§ Assignment
Each record must reappear in the answer exactly as it is written.

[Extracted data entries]
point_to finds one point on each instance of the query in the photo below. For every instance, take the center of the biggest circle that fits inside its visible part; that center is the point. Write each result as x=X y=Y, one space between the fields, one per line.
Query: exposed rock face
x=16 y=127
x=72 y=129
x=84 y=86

§ Solution to the exercise
point_to finds one point on each instance of the query in the photo below. For every instance, take the center of the biggest circle that fits inside its visible part; that center is the point. Write each result as x=X y=Y, one space between the fields, one per line.
Query: exposed rock face
x=16 y=127
x=72 y=129
x=84 y=86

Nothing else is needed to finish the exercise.